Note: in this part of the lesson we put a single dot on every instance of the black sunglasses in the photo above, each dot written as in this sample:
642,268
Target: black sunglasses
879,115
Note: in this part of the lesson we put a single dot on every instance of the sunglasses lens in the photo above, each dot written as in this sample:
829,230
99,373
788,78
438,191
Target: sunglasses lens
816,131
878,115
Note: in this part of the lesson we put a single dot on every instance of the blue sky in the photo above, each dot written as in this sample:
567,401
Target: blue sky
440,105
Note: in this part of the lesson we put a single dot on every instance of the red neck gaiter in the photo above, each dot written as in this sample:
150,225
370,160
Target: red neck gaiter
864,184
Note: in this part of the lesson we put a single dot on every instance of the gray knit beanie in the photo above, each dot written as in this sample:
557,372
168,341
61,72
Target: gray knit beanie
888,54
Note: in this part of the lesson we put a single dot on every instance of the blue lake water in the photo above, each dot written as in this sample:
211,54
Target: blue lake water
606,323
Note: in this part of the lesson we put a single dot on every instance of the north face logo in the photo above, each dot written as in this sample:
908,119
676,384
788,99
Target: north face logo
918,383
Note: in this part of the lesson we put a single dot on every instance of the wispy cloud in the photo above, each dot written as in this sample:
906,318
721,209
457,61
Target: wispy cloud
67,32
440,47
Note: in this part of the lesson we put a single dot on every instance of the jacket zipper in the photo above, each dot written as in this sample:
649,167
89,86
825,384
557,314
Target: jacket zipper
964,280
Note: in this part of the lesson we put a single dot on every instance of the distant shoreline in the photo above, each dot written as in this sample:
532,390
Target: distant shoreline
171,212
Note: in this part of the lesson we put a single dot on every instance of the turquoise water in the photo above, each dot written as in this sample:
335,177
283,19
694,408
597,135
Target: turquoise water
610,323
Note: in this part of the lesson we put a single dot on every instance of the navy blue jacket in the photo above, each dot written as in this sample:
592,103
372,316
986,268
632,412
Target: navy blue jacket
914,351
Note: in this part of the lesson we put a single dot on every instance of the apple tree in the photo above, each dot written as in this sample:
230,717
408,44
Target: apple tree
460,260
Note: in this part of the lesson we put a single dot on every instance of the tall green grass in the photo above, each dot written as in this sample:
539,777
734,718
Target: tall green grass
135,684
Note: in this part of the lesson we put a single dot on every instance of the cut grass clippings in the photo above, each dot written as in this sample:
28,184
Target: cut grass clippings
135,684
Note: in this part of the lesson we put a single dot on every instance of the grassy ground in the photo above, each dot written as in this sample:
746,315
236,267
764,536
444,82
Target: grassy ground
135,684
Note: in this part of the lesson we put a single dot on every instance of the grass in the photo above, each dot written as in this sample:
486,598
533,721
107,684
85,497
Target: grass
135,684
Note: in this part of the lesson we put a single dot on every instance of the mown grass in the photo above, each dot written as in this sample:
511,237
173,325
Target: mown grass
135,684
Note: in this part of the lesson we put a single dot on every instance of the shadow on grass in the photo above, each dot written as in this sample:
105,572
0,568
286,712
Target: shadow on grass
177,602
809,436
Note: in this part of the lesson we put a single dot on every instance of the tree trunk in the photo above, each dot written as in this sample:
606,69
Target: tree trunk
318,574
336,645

#### Set task
Extract every entry above as it appears.

#### Reply
Note: in this part of the lesson we put a single dot on every instance of the black sunglasses in the photo above, each dot written as in this sample:
642,268
Target: black sunglasses
879,115
Note: in this part of the lesson we put a single dot on every instance of the sunglasses lens in the photo above, each dot written as in this sample:
829,230
99,373
788,78
438,191
Target: sunglasses lens
816,131
878,115
Note: in this part of the lesson we put a single dot on every instance of the blue sky in the photo above, each dot written as in this sample:
567,401
Target: blue sky
440,105
Note: in this part of the lesson we put a single dot on every instance of the red neck gaiter in the photo above, each dot written as in this sample:
150,225
370,160
Target: red neck gaiter
864,184
Note: in this part of the lesson we put a single dot on every instance of the gray knit beanie in the photo above, each dot written as in this sample:
557,372
168,341
61,72
Target: gray knit beanie
888,54
Note: in this part of the lesson we put a single dot on every instance of the blue lake water in the photo above, each dot written as in this sample:
211,54
Target: blue lake water
606,323
Note: in this part of the lesson we put a single dot on every instance of the north face logo in the photo above, each dot written as in this sample:
908,119
676,384
788,99
Target: north face logo
918,383
Note: in this part of the lesson we put a single dot on every instance of the wispy cloud in the photo above, each dot written as in this sample:
906,318
721,209
457,61
Target: wispy cloud
67,32
440,47
Note: in this part of the lesson we put a single dot on every instance of the jacket zipper in the photo above, each dot written as in this sample:
649,167
89,86
825,384
557,314
Target: jacket zipper
964,280
Note: in this part of the lesson we put a single dot on every instance of the distant shoreline in the photo above, each dot written as in this sample:
532,390
Target: distant shoreline
171,212
Note: in this part of the lesson we put a single dot on every instance of the turquoise water in the photo above, each dot written as in this sample:
335,177
283,19
694,408
597,135
Target: turquoise water
610,323
Note: in this part of the lesson we put a single dot on every instance of the navy blue jacket in the photo above, each dot written as in this sample:
592,103
372,316
986,268
632,412
Target: navy blue jacket
914,351
Note: in this part of the lesson we put a single dot on every instance of the apple tree in the photo above, each dot written as in this sample:
230,717
408,44
Target: apple tree
460,260
Note: in this part of the lesson we put a single dot on every instance of the tall green grass in the photo above, each dot written as in this sample:
539,777
734,718
Target: tall green grass
135,684
Note: in this part of the lesson we put a single dot on every instance of the cut grass clippings in the photo above, each dot written as in this sample:
28,184
Target: cut grass clippings
135,684
Note: in this part of the lesson we put a single dot on every instance of the grassy ground in the photo above, each dot written as in this sample:
746,315
236,267
764,536
444,82
Target: grassy ground
135,684
Note: in this part of the lesson we put a single dot on every instance of the grass in the photo above, each dot written as in this sample:
486,598
533,721
107,684
85,497
Target: grass
135,684
Note: in this part of the lesson we put a single dot on every instance of the mown grass in the photo above, each dot written as in this sample:
511,237
173,325
Target: mown grass
135,684
Note: in this part of the lesson we put a single dot on every instance of the shadow on grass in the photo above, each dot written as in this sample:
105,572
0,568
286,712
Target: shadow on grass
177,602
809,436
Note: in this part of the lesson we put a single dot on every instance of the tree trunk in the photo above, each dot written as in this sample:
606,69
Target: tree trunk
318,574
336,645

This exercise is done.